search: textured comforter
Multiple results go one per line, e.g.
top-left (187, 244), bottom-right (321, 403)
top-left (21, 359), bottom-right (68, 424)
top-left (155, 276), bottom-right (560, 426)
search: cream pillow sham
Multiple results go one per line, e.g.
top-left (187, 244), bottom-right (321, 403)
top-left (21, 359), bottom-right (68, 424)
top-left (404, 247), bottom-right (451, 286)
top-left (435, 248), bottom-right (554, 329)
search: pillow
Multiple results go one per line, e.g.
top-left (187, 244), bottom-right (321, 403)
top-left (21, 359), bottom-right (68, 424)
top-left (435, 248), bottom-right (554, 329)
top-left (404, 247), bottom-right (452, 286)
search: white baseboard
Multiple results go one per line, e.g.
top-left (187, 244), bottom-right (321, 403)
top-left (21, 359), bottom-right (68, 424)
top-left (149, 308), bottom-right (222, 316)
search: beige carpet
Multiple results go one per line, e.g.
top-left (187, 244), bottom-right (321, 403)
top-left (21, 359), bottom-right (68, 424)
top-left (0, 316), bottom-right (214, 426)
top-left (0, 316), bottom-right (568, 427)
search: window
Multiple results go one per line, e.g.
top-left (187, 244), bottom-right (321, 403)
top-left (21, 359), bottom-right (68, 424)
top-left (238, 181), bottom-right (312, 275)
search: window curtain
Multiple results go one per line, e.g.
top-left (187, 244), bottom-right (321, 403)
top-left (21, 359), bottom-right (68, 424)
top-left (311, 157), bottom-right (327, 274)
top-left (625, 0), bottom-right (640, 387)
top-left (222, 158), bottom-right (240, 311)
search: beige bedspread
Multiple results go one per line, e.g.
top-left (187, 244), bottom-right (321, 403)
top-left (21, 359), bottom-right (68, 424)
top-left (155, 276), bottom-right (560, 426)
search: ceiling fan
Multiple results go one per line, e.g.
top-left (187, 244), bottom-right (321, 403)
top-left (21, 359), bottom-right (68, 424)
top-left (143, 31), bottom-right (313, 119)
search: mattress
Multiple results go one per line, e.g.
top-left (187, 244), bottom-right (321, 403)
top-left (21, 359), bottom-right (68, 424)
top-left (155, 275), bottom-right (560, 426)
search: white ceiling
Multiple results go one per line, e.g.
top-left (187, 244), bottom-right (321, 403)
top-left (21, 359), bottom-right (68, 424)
+++++
(Task) Identify every line of the material above that contains the word "pillow", and copy each of those lines. Case counts.

(Solved problem)
search: cream pillow sham
search: pillow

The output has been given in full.